• Task to carry out: What follows is a listing. Return every line of it exactly.

• Data records:
— START —
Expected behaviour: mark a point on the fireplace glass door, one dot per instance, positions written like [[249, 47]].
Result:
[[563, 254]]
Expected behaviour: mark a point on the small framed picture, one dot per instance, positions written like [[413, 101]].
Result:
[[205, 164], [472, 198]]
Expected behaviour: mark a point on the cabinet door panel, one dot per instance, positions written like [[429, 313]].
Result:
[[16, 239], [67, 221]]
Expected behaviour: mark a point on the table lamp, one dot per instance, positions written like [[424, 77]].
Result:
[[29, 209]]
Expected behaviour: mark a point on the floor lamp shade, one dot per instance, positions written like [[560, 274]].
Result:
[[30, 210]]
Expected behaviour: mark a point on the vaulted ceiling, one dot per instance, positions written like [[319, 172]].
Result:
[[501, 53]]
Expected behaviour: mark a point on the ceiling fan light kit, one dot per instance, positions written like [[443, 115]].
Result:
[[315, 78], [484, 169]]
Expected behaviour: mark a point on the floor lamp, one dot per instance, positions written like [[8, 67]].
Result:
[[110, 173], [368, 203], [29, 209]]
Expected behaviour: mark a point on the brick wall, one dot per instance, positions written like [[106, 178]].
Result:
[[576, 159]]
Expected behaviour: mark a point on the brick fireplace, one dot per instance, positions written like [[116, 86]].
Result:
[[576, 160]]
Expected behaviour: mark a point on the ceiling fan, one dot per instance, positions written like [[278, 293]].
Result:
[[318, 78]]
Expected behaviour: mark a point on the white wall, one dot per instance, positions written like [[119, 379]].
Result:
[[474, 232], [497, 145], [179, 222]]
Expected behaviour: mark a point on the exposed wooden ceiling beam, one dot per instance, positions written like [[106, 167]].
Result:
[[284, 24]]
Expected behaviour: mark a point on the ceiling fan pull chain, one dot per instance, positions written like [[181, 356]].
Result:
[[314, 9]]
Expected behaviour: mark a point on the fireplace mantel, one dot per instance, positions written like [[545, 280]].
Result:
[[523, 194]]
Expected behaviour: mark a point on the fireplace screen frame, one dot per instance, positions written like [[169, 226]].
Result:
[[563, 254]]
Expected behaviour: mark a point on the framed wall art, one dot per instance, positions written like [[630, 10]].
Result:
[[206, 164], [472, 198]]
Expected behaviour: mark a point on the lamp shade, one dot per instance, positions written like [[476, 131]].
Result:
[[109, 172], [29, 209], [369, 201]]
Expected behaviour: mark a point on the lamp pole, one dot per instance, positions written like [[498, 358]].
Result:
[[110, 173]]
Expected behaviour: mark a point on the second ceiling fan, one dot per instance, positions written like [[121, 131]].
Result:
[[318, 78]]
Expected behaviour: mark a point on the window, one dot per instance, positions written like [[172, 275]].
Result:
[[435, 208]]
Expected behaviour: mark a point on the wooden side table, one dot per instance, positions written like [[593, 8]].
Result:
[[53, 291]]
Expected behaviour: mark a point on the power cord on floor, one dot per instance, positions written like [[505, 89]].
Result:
— END —
• Response to the exercise:
Expected behaviour: mark a point on the fireplace glass door, one dot per instance, positions written like [[249, 47]].
Result:
[[563, 254]]
Expected behaviour: mark a point on the small framed picture, one dot per instance, positions written like [[413, 101]].
Result:
[[205, 164], [472, 198]]
Expected behaviour: mark a point on the cabinet door panel, one dot per instance, positions written like [[429, 313]].
Result:
[[16, 239], [67, 221]]
Expected behaviour: mark a point on the table lamp, one dot per instance, positions written like [[424, 77]].
Result:
[[29, 209]]
Expected behaviour: mark a point on the floor lamp shade, one dot per instance, positions written like [[560, 274]].
Result:
[[30, 210]]
Expected behaviour: mark a point on the vaulted ceiling, one dot per instance, positions written like [[319, 172]].
Result:
[[501, 53]]
Expected behaviour: mark a point on the ceiling fan light kit, one dot per instance, positions written like [[443, 115]].
Result:
[[315, 78], [484, 169]]
Expected behaviour: mark a point on the floor lamp, one dot per instance, positions written like [[8, 67]].
Result:
[[110, 173], [368, 203], [29, 209]]
Expected behaviour: mark a point on the brick wall, one dot per instance, positions written like [[106, 178]].
Result:
[[576, 159]]
Expected behaviour: mark a point on the brick fireplace, one dot per instance, positions written like [[116, 86]].
Result:
[[576, 160]]
Expected behaviour: mark a point on the ceiling fan, one dot per instance, positions written like [[278, 293]].
Result:
[[318, 78]]
Expected behaviour: mark a point on the white wall, one dot per instance, positions written like [[119, 379]].
Result:
[[474, 232], [497, 145], [179, 222]]
Expected behaviour: mark a point on the exposed wooden ceiling beam, one dot per instance, positions written like [[106, 167]].
Result:
[[284, 24]]
Expected behaviour: mark a point on the ceiling fan pull chain, one dot per instance, positions written like [[181, 356]].
Result:
[[314, 9]]
Expected behaviour: mark a point on the fireplace mantel, one dot per instance, positions written like [[545, 280]].
Result:
[[523, 194]]
Expected behaviour: mark a point on the fireplace screen frame, one dot per instance, positions written like [[169, 226]].
Result:
[[563, 254]]
Expected behaviour: mark a point on the framed wall art, one dot per instance, positions written like [[630, 10]].
Result:
[[206, 164], [472, 198]]
Expected behaviour: mark a point on the lamp shade, one dot per instance, positions written like [[476, 131]].
Result:
[[109, 172], [29, 209], [369, 201]]
Expected behaviour: mark a point on the lamp pole, one dot per instance, positions written like [[498, 358]].
Result:
[[110, 173]]
Expected behaviour: mark a point on the second ceiling fan, one dot per instance, positions written like [[121, 131]].
Result:
[[318, 78]]
Expected behaviour: mark a point on the window, one dot per instance, positions written like [[172, 275]].
Result:
[[435, 208]]
Expected behaviour: mark a point on the wooden side table, one dot per instance, positions written like [[593, 8]].
Result:
[[53, 291]]
Expected behaviour: mark a point on the power cord on floor, one dot per instance, positions written like [[505, 89]].
Result:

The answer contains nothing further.